*SHORT PROBLEM*: Render every line of the records below as a numbered list, skipping blank lines. Leave the pictures out of your answer.

* Start MATERIAL TO PROCESS *

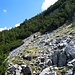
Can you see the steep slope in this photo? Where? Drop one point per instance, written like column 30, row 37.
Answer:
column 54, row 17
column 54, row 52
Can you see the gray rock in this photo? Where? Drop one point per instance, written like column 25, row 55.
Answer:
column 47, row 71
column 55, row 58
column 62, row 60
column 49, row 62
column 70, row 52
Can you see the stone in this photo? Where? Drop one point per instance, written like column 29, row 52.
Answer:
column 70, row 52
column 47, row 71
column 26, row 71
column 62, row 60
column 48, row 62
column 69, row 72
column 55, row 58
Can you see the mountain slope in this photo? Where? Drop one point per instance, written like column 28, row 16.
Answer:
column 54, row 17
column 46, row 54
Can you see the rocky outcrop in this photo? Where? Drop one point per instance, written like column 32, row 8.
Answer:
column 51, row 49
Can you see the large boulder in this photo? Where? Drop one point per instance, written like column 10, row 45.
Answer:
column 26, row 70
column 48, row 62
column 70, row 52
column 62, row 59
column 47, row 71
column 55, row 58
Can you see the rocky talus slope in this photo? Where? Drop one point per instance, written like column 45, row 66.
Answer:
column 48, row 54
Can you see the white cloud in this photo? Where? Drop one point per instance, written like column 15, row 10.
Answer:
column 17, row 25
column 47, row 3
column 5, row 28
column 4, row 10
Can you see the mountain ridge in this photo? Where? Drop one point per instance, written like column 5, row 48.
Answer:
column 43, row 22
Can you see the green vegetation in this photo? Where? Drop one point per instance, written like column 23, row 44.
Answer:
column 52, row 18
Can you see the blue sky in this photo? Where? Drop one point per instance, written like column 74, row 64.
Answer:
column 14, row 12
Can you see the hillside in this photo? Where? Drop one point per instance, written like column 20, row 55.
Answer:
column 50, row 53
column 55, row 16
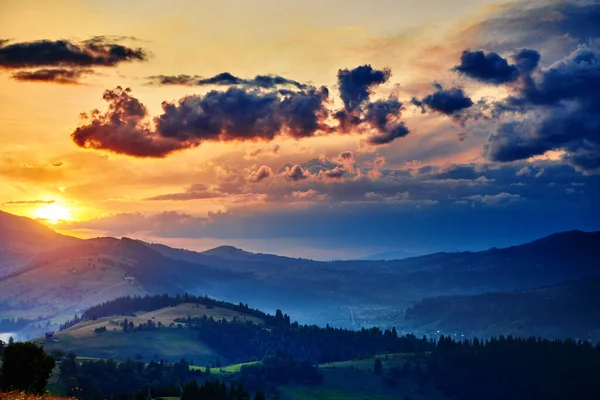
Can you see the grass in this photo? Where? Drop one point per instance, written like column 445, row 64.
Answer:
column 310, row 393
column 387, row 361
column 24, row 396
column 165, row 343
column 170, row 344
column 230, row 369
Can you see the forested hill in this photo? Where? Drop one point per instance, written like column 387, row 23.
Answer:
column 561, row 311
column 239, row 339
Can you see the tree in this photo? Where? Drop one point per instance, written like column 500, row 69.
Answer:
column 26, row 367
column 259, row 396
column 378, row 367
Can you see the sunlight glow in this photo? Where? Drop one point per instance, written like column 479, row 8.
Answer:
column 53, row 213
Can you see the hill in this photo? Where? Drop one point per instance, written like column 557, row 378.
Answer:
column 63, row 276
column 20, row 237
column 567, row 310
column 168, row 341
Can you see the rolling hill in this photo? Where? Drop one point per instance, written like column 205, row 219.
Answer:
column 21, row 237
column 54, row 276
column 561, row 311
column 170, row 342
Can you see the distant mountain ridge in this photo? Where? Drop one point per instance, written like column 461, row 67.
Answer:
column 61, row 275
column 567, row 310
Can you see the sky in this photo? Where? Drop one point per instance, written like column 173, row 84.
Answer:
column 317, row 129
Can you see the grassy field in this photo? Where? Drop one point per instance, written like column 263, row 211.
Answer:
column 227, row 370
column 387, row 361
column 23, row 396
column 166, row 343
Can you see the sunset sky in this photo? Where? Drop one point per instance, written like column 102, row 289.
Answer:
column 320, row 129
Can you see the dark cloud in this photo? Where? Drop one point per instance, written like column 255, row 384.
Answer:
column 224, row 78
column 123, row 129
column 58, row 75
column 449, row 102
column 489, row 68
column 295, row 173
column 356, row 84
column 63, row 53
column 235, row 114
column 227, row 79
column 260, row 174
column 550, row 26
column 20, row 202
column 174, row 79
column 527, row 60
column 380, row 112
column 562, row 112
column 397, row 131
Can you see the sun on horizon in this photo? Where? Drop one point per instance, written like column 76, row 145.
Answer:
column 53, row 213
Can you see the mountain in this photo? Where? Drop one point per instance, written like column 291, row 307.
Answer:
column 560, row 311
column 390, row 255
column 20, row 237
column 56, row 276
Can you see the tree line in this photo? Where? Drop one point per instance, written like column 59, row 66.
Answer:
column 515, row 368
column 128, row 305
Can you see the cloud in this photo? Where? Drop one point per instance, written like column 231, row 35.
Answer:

* End MATERIAL TO PROCESS *

*OUTPUT OF THE TASK*:
1. Can you see the steep slope in this photo? Where? Drop one point per instance, written like column 30, row 37.
2. Answer:
3. column 54, row 17
4. column 54, row 52
5. Can you see the gray rock in this photo? Where? Drop one point per instance, written like column 25, row 55.
6. Answer:
7. column 47, row 71
8. column 55, row 58
9. column 62, row 60
10. column 49, row 62
11. column 70, row 52
12. Can you see the stone in this photo? Where? Drop one point per instance, written like column 29, row 52.
13. Answer:
14. column 70, row 52
15. column 47, row 71
16. column 26, row 71
17. column 62, row 60
18. column 48, row 62
19. column 69, row 72
20. column 55, row 58
21. Can you see the mountain slope in this photo? Where? Drop one point per instance, written like column 28, row 16.
22. Answer:
23. column 54, row 17
24. column 46, row 54
25. Can you see the rocky outcrop in this photo? Where? Drop one point per instance, written like column 32, row 8.
26. Answer:
27. column 51, row 49
28. Can you see the large boulder in this photo? Where? Drop one point per instance, written like column 10, row 45.
29. Answer:
30. column 26, row 70
31. column 48, row 62
32. column 70, row 52
33. column 62, row 59
34. column 47, row 71
35. column 55, row 58
36. Can you see the rocky talus slope in this photo? Where? Drop one point per instance, written like column 45, row 66.
37. Answer:
38. column 48, row 54
39. Can you see the white cloud in this photo? Where? Drop one point per instance, written like column 15, row 10.
40. Answer:
41. column 17, row 25
42. column 47, row 3
43. column 5, row 28
44. column 4, row 10
45. Can you see the mountain ridge in this photo? Where? Drop one point per instance, written like column 5, row 48.
46. Answer:
47. column 43, row 22
48. Can you see the green vegetation in this photo? Where? Drop one point per instance, written like column 23, row 44.
49. Answer:
50. column 52, row 18
51. Can you see the blue sky in this photo? Where? Drop one point per instance, written like column 74, row 64.
52. Answer:
53. column 14, row 12
54. Can you see the hillside in this photo? Where? Drop one point per instance, written like column 20, row 55.
55. Answer:
56. column 50, row 53
57. column 55, row 16
58. Can you see the grass in this photo? Where? Drop one point per instance, written like column 445, row 64.
59. Answer:
60. column 310, row 393
61. column 387, row 361
62. column 24, row 396
63. column 165, row 343
64. column 170, row 344
65. column 230, row 369
66. Can you see the forested hill in this photo? Where? Drop one point per instance, written like column 387, row 23.
67. Answer:
68. column 561, row 311
69. column 239, row 339
70. Can you see the tree in this photo? Where? Drop one point per instance, written like column 500, row 69.
71. Answer:
72. column 26, row 367
73. column 259, row 396
74. column 378, row 367
75. Can you see the sunlight glow in this photo? Where? Drop one point per instance, written like column 479, row 8.
76. Answer:
77. column 53, row 213
78. Can you see the hill in this photo? Where? Drop one point per instance, written like column 557, row 378.
79. Answer:
80. column 63, row 276
81. column 20, row 237
82. column 567, row 310
83. column 168, row 341
84. Can you see the rolling hill in this photo? Where? Drop one point per instance, written like column 205, row 219.
85. Answer:
86. column 21, row 237
87. column 54, row 276
88. column 561, row 311
89. column 170, row 342
90. Can you see the distant mountain ridge in this photo? Where? Drop one point per instance, written like column 461, row 67.
91. Answer:
92. column 61, row 275
93. column 567, row 310
94. Can you see the sky in this photo? Where? Drop one point per instance, written like column 173, row 84.
95. Answer:
96. column 317, row 129
97. Can you see the grassy field in this photo? Where? Drop one point per instance, written like column 263, row 211.
98. Answer:
99. column 227, row 370
100. column 387, row 361
101. column 23, row 396
102. column 166, row 343
103. Can you see the sunset sky in this photo? Where? Drop one point per instance, written like column 102, row 289.
104. Answer:
105. column 320, row 129
106. Can you see the dark cloud in this photo? Where? Drop one point per instance, written like column 255, row 384.
107. Answer:
108. column 224, row 78
109. column 123, row 129
110. column 58, row 75
111. column 449, row 102
112. column 489, row 68
113. column 295, row 173
114. column 356, row 84
115. column 63, row 53
116. column 235, row 114
117. column 227, row 79
118. column 260, row 174
119. column 550, row 26
120. column 20, row 202
121. column 174, row 79
122. column 527, row 60
123. column 380, row 112
124. column 562, row 112
125. column 397, row 131
126. Can you see the sun on horizon in this photo? Where? Drop one point per instance, written like column 76, row 145.
127. Answer:
128. column 53, row 213
129. Can you see the mountain in this photo? Where? Drop one point per instance, written like column 291, row 307.
130. Answer:
131. column 560, row 311
132. column 390, row 255
133. column 20, row 237
134. column 56, row 276
135. Can you see the tree line in this photo? Where? Drop one point per instance, written like column 59, row 66.
136. Answer:
137. column 515, row 368
138. column 128, row 305
139. Can you see the cloud in this photo? Where? Drop one point per instance, written like column 231, row 35.
140. Answer:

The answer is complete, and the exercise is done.